Request.
Extract every row below that contains the string "foliage" and copy each one in full.

________________

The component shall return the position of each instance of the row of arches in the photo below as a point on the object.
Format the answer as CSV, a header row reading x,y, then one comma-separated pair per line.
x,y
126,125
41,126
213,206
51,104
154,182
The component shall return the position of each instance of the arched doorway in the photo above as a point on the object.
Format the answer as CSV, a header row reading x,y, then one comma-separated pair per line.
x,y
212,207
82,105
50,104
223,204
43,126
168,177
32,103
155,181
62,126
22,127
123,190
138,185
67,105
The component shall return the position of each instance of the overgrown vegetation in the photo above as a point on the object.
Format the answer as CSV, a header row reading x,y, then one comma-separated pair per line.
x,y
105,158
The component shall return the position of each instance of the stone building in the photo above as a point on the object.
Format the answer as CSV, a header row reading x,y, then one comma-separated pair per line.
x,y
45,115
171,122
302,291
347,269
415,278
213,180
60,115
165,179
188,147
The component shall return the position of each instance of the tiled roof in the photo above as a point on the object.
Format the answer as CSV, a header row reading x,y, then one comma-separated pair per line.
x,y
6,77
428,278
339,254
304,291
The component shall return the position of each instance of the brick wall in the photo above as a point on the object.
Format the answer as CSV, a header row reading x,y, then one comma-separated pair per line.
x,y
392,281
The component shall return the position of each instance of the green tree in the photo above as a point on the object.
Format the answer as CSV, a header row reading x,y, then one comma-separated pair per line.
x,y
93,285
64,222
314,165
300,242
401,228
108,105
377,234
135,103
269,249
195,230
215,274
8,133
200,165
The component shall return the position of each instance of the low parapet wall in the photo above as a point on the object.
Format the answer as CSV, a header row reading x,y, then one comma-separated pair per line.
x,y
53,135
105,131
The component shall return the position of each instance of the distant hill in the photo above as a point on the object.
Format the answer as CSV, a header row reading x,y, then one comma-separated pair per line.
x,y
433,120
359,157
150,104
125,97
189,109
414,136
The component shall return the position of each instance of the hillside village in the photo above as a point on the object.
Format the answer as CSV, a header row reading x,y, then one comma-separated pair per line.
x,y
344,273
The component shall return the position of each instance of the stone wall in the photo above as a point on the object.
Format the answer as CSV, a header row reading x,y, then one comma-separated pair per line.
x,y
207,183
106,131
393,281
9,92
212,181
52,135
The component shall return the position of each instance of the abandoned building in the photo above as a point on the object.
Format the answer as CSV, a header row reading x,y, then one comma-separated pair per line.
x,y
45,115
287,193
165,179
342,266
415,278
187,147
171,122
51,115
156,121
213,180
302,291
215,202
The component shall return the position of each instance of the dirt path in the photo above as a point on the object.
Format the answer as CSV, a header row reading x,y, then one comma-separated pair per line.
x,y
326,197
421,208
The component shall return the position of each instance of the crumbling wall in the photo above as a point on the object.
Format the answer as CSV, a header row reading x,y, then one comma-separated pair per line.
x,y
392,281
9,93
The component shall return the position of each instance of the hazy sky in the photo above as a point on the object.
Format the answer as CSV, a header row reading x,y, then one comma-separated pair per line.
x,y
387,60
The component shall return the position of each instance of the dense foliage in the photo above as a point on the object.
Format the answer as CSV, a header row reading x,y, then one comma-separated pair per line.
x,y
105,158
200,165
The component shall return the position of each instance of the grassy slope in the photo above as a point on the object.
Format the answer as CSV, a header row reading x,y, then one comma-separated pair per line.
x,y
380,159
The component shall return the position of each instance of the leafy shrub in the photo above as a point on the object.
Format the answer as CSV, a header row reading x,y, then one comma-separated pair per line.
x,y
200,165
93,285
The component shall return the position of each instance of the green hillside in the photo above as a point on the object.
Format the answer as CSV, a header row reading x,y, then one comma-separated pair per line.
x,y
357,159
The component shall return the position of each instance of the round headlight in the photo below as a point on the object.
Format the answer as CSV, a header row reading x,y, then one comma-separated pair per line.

________________

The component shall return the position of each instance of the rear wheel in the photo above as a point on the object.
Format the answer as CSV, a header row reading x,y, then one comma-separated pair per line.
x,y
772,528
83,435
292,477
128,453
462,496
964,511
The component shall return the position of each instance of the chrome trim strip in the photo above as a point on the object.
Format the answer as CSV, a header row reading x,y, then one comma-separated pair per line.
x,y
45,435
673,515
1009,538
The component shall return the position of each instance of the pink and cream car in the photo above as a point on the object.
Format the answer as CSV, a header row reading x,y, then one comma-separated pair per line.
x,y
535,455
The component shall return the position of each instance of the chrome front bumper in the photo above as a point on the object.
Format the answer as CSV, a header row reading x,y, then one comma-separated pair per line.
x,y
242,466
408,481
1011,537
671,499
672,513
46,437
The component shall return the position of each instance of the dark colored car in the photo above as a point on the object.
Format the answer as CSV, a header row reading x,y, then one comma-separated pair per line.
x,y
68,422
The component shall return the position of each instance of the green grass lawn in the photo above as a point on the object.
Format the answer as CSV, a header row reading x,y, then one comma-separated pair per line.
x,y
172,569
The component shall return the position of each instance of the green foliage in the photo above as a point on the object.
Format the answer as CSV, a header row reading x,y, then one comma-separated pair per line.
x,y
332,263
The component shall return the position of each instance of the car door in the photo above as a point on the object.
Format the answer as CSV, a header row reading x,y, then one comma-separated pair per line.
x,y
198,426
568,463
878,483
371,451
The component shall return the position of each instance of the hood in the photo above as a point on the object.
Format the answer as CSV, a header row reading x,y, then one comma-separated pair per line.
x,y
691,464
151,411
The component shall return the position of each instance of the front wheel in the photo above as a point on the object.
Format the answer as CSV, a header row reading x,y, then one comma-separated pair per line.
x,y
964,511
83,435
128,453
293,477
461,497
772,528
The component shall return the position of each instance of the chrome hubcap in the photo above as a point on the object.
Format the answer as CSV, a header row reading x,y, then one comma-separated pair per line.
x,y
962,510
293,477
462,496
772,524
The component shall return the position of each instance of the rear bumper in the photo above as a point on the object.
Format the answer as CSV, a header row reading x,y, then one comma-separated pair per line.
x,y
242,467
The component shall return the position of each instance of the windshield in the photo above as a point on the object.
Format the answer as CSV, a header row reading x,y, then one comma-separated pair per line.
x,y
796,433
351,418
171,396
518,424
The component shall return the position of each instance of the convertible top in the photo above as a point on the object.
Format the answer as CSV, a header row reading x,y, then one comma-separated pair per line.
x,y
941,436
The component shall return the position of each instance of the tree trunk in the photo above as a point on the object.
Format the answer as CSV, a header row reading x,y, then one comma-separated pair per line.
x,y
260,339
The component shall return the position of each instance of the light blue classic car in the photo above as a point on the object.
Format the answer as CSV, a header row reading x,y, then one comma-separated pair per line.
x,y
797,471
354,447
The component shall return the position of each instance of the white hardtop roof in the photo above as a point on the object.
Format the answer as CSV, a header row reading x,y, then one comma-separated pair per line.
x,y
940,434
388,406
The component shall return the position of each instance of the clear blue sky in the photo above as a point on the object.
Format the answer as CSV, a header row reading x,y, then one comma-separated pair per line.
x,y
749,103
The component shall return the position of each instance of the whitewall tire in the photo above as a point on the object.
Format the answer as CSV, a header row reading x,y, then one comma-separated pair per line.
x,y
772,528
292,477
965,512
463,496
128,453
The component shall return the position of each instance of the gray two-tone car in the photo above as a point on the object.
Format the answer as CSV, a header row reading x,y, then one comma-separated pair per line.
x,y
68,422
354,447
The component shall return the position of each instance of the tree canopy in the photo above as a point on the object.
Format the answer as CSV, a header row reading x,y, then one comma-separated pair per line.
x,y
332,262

________________

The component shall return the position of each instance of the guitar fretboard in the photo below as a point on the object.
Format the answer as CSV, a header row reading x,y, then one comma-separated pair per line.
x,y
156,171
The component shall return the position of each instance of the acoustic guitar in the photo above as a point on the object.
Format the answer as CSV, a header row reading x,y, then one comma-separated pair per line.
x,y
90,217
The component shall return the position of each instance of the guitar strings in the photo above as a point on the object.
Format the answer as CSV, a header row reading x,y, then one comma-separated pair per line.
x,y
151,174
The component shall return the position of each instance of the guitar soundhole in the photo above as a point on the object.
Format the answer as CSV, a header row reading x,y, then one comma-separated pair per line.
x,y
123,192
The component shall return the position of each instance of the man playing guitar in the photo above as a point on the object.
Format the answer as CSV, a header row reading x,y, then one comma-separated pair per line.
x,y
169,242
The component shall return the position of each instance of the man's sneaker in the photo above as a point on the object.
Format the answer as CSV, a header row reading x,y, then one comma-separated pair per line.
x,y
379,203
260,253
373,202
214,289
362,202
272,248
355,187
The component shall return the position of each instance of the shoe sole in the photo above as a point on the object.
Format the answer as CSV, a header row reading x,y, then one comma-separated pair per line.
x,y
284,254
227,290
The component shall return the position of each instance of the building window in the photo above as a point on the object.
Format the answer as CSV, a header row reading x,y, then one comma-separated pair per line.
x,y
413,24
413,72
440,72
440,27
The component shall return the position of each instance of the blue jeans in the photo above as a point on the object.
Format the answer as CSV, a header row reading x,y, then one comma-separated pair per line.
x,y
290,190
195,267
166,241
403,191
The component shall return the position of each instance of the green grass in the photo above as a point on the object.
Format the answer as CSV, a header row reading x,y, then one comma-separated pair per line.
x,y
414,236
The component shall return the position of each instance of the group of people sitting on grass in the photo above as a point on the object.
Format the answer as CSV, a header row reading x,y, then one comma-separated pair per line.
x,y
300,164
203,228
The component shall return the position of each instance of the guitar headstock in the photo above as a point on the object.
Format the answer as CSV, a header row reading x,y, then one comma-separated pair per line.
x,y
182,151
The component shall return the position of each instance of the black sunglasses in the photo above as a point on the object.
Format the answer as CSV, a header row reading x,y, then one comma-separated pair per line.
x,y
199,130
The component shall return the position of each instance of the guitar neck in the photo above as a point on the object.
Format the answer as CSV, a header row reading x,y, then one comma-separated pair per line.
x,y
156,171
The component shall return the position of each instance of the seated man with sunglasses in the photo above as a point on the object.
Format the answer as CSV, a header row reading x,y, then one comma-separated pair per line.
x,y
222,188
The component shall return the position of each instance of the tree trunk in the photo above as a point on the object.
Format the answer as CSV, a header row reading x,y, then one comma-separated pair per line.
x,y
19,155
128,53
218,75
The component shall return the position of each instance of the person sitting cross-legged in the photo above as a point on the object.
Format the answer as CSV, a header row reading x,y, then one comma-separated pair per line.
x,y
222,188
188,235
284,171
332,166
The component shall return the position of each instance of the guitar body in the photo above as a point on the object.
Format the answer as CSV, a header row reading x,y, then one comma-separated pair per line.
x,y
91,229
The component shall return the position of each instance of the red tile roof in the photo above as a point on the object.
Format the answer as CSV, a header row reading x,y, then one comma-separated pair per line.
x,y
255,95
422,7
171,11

________________

Exercise result.
The component shall return the position of each instance of the dense foliage in the photo above as a point on the object.
The component shall return the position of each instance of the green foliage in the photo above as a point on the object.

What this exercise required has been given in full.